Stored data entries
━━━━━━━━━━━━━━━━━━━━━━━━━━━━━━
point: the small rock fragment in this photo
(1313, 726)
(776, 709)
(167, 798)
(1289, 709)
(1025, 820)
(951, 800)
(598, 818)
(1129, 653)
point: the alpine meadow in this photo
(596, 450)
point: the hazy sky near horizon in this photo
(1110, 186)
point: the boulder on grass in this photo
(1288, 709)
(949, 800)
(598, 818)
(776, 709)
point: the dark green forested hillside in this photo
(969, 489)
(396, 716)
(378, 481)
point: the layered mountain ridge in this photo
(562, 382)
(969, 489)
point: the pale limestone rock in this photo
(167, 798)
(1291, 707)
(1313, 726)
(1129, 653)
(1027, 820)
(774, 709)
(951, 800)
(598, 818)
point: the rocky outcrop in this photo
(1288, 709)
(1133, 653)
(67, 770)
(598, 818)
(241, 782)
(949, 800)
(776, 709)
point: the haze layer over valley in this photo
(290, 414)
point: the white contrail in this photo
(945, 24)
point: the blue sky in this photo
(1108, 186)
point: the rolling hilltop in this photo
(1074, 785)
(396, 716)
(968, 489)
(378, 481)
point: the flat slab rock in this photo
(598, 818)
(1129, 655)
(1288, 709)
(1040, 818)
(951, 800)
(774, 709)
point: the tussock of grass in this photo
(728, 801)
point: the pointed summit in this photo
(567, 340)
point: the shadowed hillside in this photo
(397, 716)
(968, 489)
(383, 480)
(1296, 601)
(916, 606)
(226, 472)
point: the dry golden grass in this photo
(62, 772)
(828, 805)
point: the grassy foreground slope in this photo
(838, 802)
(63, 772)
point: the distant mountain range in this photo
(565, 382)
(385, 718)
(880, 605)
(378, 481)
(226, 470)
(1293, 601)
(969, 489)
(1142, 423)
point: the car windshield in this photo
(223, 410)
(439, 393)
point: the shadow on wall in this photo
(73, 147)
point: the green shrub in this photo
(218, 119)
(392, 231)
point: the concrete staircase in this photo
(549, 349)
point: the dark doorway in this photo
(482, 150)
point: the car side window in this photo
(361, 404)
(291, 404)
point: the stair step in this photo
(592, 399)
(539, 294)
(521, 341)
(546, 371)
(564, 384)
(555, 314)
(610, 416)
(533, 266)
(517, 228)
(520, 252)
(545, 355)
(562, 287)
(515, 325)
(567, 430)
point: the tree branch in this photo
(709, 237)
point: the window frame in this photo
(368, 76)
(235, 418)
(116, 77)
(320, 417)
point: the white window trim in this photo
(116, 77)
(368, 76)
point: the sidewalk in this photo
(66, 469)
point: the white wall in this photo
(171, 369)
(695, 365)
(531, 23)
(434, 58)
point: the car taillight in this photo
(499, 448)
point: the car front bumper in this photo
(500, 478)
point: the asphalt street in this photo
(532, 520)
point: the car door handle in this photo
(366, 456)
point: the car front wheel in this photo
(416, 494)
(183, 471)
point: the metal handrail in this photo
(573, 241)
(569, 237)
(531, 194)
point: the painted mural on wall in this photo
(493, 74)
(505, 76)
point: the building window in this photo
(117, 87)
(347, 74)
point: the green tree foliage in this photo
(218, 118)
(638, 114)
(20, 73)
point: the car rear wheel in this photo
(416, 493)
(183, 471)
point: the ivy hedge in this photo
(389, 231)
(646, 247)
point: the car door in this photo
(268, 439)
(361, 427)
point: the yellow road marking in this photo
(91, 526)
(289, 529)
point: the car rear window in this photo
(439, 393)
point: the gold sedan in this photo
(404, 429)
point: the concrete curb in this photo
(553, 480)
━━━━━━━━━━━━━━━━━━━━━━━━━━━━━━
Would you copy out exactly the lines from the one holding "point: the painted" through the end of the entries above, both ends included?

OUTPUT OF THE TASK:
point: the painted mural on wall in this photo
(493, 74)
(505, 76)
point: the building window in this photo
(117, 87)
(347, 74)
point: the green tree foliage in this photo
(218, 118)
(638, 114)
(20, 73)
point: the car rear wheel in this photo
(416, 493)
(183, 471)
point: the ivy hedge in this photo
(389, 231)
(646, 247)
point: the car door in this photo
(268, 439)
(361, 427)
point: the yellow road marking in this photo
(91, 526)
(289, 529)
point: the car rear window in this photo
(439, 393)
point: the gold sedan in this photo
(404, 429)
point: the concrete curb in this photo
(553, 480)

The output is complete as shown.